_Work to complete_:
So that nothing is lost, restate each entry exactly as supplied.

_Records provided_:
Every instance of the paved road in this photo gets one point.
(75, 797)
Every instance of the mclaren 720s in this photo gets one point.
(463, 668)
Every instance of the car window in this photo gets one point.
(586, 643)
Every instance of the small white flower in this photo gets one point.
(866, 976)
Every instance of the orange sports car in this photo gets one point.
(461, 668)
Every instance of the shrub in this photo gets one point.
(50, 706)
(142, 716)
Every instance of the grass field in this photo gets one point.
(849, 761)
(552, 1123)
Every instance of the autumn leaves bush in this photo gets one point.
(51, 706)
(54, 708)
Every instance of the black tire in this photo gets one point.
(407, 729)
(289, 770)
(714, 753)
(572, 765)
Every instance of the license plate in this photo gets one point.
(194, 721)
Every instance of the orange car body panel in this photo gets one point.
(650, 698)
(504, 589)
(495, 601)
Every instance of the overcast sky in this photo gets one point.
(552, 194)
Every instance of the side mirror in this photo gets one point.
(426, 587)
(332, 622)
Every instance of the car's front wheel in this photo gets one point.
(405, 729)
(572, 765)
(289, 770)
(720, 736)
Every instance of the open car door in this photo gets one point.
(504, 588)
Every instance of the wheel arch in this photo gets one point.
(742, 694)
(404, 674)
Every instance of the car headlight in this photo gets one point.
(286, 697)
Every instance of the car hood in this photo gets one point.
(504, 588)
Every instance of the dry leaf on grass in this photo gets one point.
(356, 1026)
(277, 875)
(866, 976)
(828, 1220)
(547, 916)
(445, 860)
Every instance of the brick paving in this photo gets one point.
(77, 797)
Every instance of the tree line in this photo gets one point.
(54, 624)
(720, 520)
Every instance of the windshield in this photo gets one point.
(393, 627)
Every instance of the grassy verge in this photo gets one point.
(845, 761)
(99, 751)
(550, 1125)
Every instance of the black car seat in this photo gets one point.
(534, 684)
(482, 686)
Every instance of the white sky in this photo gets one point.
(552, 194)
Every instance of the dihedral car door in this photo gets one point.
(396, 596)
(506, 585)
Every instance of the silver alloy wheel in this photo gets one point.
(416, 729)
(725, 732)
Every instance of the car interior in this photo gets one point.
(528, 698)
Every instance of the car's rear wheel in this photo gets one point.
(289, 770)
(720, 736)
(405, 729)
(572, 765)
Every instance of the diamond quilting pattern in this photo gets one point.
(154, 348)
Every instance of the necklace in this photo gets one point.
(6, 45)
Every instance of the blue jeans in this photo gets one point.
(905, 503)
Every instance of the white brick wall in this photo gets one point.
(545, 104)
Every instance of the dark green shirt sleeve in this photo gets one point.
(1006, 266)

_Completed task_:
Every instance of the paved road in this photo gets one point.
(75, 797)
Every instance of the mclaren 720s in this photo gets one point.
(463, 668)
Every instance of the car window in this photo gets one point.
(586, 643)
Every instance of the small white flower in this photo gets one point.
(866, 976)
Every instance of the orange sports car in this photo gets one point.
(461, 668)
Every instance of the shrub in this photo gets one point.
(50, 706)
(142, 716)
Every instance of the grass field in this photo gets one point.
(849, 761)
(552, 1123)
Every instance of the autumn leaves bush in this photo gets one point.
(51, 706)
(54, 708)
Every instance of the black tire in this photo gets one point.
(407, 729)
(289, 770)
(714, 753)
(572, 765)
Every instance of the license plate in this photo gets one point.
(194, 721)
Every instance of the orange car body panel in this photo gets one point.
(650, 698)
(504, 589)
(495, 601)
Every instance of the overcast sky in this photo gets one point.
(552, 194)
Every instance of the side mirror in this photo gets one point.
(426, 587)
(332, 622)
Every instance of the car's front wheel in this photo gets one point.
(405, 729)
(572, 765)
(289, 770)
(720, 736)
Every instance of the open car door in this photo gets one point.
(504, 588)
Every instance of the wheel arch in this photo gets one point.
(742, 694)
(404, 674)
Every instance of the car headlight in this photo gets one point.
(286, 697)
Every instance of the car hood in this photo gets one point.
(504, 588)
Every instance of the dry leaf on grass in this photo gets one point.
(356, 1026)
(277, 875)
(866, 976)
(828, 1220)
(547, 916)
(445, 860)
Every instance of the brick paving in this photo gets one point.
(77, 797)
Every instance of the tree line in this photo gets one point.
(54, 624)
(720, 520)
Every instance of the windshield in this photo gets one point.
(393, 627)
Every instance of the grassy verge in this photo gets one point.
(845, 761)
(99, 751)
(550, 1125)
Every instance of the black car seat in this photo gets one point.
(534, 684)
(482, 686)
Every instance of the white sky in this photo gets one point.
(552, 194)
Every instance of the dihedral car door in this photo gets one point.
(396, 596)
(506, 585)
Every instance of the silver alloy wheel in this photo gets one point.
(416, 729)
(725, 732)
Every instance of the car interior in this photo gets one point.
(528, 698)
Every instance of the car's rear wheel in this photo gets one point.
(289, 770)
(720, 736)
(405, 729)
(572, 765)
Every instance of the diamond quilting pattern in this photo gets one point.
(154, 348)
Every instance of the necklace in this photo gets one point.
(6, 45)
Every instance of the blue jeans in this photo gets one point.
(905, 503)
Every instance of the white brick wall in this photo gets one point.
(545, 104)
Every instance of the dark green shirt sleeve in this photo gets one point.
(1006, 266)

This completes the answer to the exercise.